▶ **Written instruction**
Arrange every line of the listing below as a JSON list of strings, one string per line, leaving out blank lines and the picture markers.

Coordinate annotation listing
● ● ●

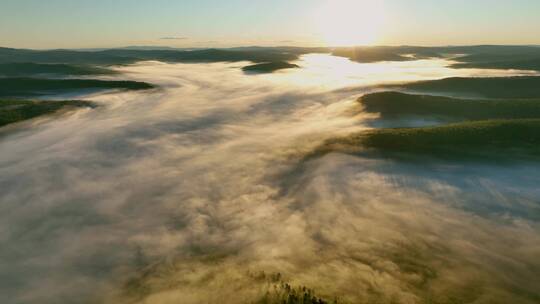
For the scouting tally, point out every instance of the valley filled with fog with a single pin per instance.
(201, 190)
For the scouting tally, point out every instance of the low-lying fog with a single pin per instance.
(184, 194)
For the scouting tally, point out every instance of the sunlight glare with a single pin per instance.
(350, 22)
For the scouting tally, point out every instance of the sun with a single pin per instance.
(349, 22)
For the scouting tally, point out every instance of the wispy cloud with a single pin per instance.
(173, 38)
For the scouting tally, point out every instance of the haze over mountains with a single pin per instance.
(270, 175)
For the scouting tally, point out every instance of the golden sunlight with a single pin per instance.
(350, 22)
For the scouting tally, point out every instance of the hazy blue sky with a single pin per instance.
(107, 23)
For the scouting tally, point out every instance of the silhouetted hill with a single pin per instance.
(500, 140)
(490, 87)
(12, 111)
(21, 87)
(395, 104)
(124, 56)
(34, 69)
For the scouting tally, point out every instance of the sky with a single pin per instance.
(204, 23)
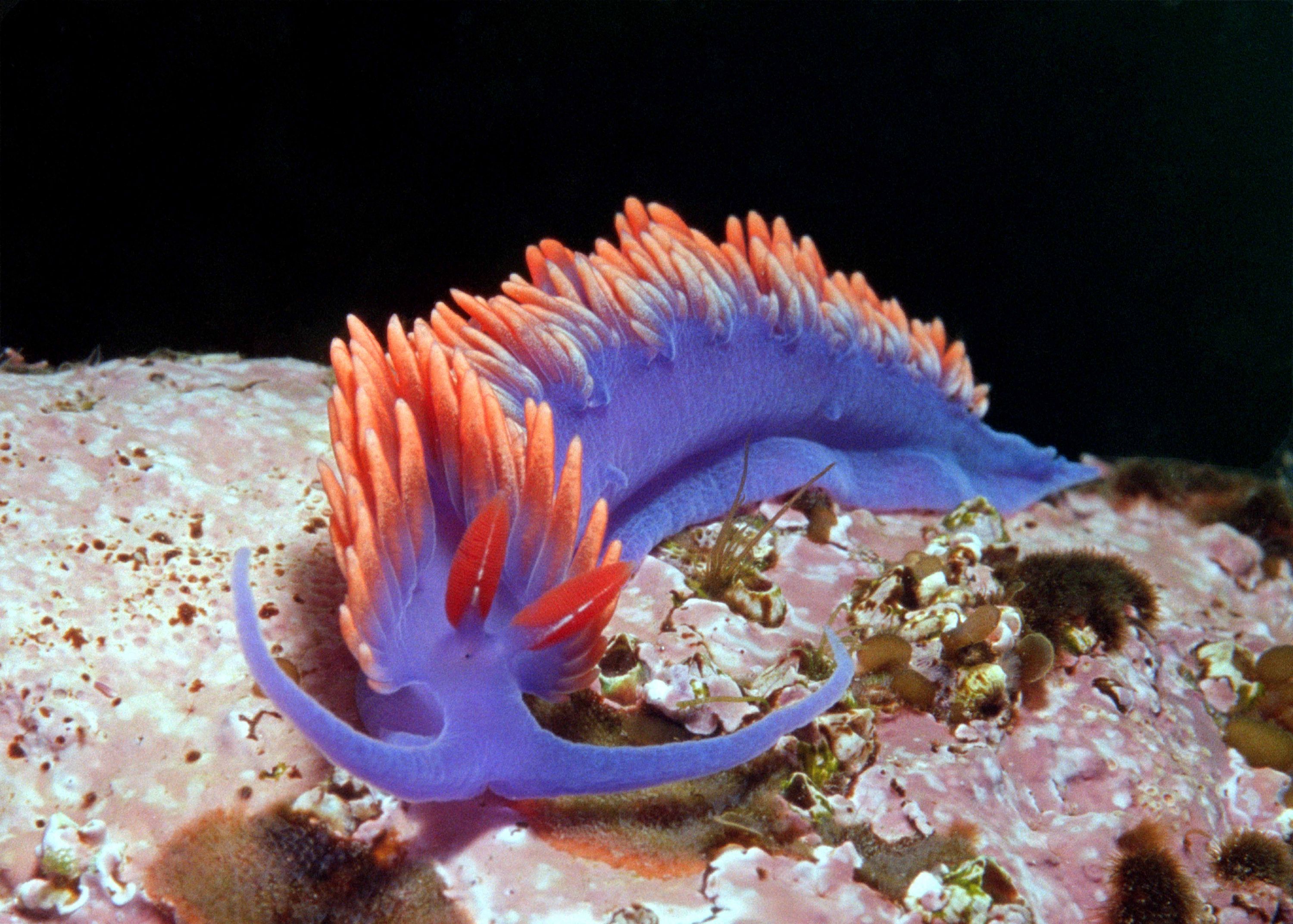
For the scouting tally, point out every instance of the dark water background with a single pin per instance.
(1098, 198)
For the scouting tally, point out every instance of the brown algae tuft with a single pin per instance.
(1247, 856)
(284, 868)
(1062, 594)
(1147, 883)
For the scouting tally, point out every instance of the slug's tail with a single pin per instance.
(563, 768)
(415, 772)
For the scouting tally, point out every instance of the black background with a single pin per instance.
(1098, 198)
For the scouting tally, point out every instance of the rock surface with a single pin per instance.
(127, 712)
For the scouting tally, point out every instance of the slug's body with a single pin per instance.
(478, 570)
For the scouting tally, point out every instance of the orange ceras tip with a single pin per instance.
(571, 607)
(479, 563)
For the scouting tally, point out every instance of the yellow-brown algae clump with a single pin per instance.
(978, 625)
(882, 653)
(981, 693)
(1275, 665)
(1262, 744)
(915, 688)
(1036, 657)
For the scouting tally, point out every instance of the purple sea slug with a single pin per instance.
(478, 572)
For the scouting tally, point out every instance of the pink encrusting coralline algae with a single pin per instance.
(1034, 703)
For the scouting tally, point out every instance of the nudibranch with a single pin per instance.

● ● ●

▶ **Exercise result**
[
  "For the scouting tally, point out every instance of the valley filled with fog with a single pin per instance.",
  "(201, 190)",
  "For the scouting tally, point out every instance of the low-lying fog with a single pin per instance.",
  "(184, 194)",
  "For the scouting tally, point out every instance of the sunlight glare with a single pin per instance.",
  "(350, 22)",
  "For the scouting tally, point out every instance of the sun with a single pin per instance.",
  "(349, 22)",
  "For the scouting tally, point out every instance of the wispy cloud with a single pin per instance.",
  "(173, 38)",
  "For the scouting tally, point out every instance of the haze over mountains with a single pin per instance.",
  "(270, 175)",
  "For the scouting tally, point out every instance of the golden sunlight with a single pin per instance.",
  "(350, 22)",
  "For the scouting tally, point out every instance of the hazy blue sky with a single pin per instance.",
  "(107, 23)",
  "For the scouting tally, point out every instance of the silhouetted hill with a single pin per instance.",
  "(500, 140)",
  "(490, 87)",
  "(12, 111)",
  "(21, 87)",
  "(395, 104)",
  "(124, 56)",
  "(34, 69)",
  "For the scouting tally, point out every instance of the sky with a single pin per instance.",
  "(204, 23)",
  "For the scouting tally, point out every instance of the dark water background with a single pin per instance.",
  "(1098, 198)",
  "For the scouting tally, point out every instance of the brown algae tuft with a single pin per instance.",
  "(1247, 856)",
  "(284, 868)",
  "(1062, 594)",
  "(1147, 883)",
  "For the scouting tally, point out every instance of the slug's tail with a single pin per instance.",
  "(563, 768)",
  "(415, 772)",
  "For the scouting tally, point out every instance of the black background with a single pin per instance.",
  "(1098, 198)",
  "For the scouting tally, point out every instance of the rock surface with a single pin per instance.",
  "(127, 712)",
  "For the scouting tally, point out every instance of the slug's body with a single pin per instance.",
  "(478, 570)",
  "For the scouting tally, point out every instance of the orange ceras tip with a single pin per instance.",
  "(571, 607)",
  "(479, 563)",
  "For the scouting tally, point out every instance of the yellow-brown algae clump with a single pin per instance.",
  "(978, 625)",
  "(882, 653)",
  "(981, 693)",
  "(1275, 665)",
  "(1262, 744)",
  "(915, 688)",
  "(1036, 657)",
  "For the scouting tally, point out every instance of the purple sea slug with a single pin per instance.",
  "(478, 572)",
  "For the scouting tally, point out every instance of the pink encrusting coralline algae with a single pin per instance.",
  "(1034, 703)",
  "For the scouting tally, point out every instance of the nudibranch with a single pin per instance."
]